[Stored items]
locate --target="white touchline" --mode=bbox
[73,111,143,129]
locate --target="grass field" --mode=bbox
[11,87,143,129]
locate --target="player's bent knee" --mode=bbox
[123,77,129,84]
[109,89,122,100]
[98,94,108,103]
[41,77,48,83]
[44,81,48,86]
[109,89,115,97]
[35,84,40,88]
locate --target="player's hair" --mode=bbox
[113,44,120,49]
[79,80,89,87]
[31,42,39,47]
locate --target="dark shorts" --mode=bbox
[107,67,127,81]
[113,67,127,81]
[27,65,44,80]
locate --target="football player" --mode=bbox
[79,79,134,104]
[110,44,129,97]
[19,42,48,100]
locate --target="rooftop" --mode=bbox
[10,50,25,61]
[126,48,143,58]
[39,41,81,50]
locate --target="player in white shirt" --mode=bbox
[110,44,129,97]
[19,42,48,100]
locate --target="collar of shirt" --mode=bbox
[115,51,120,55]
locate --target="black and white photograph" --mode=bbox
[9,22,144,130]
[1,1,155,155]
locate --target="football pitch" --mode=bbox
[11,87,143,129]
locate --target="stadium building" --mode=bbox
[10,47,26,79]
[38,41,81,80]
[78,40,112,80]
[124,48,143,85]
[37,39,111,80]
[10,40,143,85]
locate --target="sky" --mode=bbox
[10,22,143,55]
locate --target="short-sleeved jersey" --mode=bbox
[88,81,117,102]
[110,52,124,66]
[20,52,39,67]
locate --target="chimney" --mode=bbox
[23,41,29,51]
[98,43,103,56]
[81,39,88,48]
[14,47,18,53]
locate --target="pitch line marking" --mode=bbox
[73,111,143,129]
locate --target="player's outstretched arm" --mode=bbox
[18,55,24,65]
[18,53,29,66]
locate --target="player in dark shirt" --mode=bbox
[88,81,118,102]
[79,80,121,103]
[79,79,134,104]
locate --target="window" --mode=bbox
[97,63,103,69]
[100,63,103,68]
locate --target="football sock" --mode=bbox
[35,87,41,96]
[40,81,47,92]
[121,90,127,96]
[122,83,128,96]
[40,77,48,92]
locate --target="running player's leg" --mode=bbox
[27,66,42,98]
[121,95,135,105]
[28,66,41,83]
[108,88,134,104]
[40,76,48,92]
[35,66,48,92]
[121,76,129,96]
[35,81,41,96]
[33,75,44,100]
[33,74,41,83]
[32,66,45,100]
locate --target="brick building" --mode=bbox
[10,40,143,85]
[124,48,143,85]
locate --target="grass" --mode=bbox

— Problem —
Each entry above must be repeated exactly, with nothing dropped.

— Solution for this exercise —
locate --target="white touchline" --mode=bbox
[73,111,143,129]
locate --target="grass field" --mode=bbox
[11,87,143,129]
locate --target="player's bent knee" --mode=bbox
[123,77,129,84]
[109,89,122,100]
[98,94,108,103]
[41,77,48,83]
[44,81,48,86]
[109,89,115,97]
[35,84,40,88]
locate --target="player's hair" --mode=bbox
[113,44,120,49]
[79,80,89,87]
[31,42,39,47]
locate --target="dark shorts" --mode=bbox
[107,67,127,81]
[113,67,127,81]
[27,65,44,80]
locate --target="football player" --mode=bbox
[79,79,134,104]
[110,44,129,97]
[19,42,48,100]
locate --target="rooftop" --mode=bbox
[10,50,25,61]
[126,48,143,58]
[39,41,81,50]
locate --target="player in white shirt" --mode=bbox
[110,44,129,97]
[19,42,48,100]
locate --target="collar of shirt" --mode=bbox
[115,51,120,55]
locate --target="black and white photograph" --mode=bbox
[9,22,144,130]
[1,1,155,155]
locate --target="football pitch" --mode=bbox
[11,87,143,129]
locate --target="stadium building" --mode=bbox
[10,47,26,79]
[38,41,81,80]
[78,40,112,80]
[124,48,143,85]
[37,39,111,80]
[10,40,143,85]
locate --target="sky" --mode=bbox
[10,22,143,55]
locate --target="short-sleeved jersey" --mode=bbox
[88,81,117,102]
[110,52,124,66]
[20,52,39,67]
locate --target="chimney" --mode=bbox
[23,41,29,51]
[98,43,103,56]
[81,39,88,48]
[14,47,18,53]
locate --target="pitch line marking" --mode=bbox
[73,111,143,129]
locate --target="player's outstretched arm" --mode=bbox
[18,55,24,65]
[18,53,29,66]
locate --target="player in dark shirt" --mode=bbox
[88,81,118,102]
[79,80,121,103]
[79,79,134,104]
locate --target="window" --mode=bbox
[97,63,103,69]
[100,63,103,68]
locate --target="football sock" --mode=bbox
[35,87,41,96]
[40,81,47,92]
[121,90,127,96]
[122,83,128,96]
[40,77,48,92]
locate --target="running player's leg" --mode=bbox
[27,66,42,98]
[121,95,135,105]
[28,66,41,83]
[108,88,134,104]
[40,76,48,92]
[35,66,48,92]
[121,76,129,96]
[35,81,41,96]
[33,75,44,100]
[33,74,41,83]
[32,66,45,100]
locate --target="brick building" --mode=bbox
[10,40,143,85]
[124,48,143,85]
locate --target="grass" --mode=bbox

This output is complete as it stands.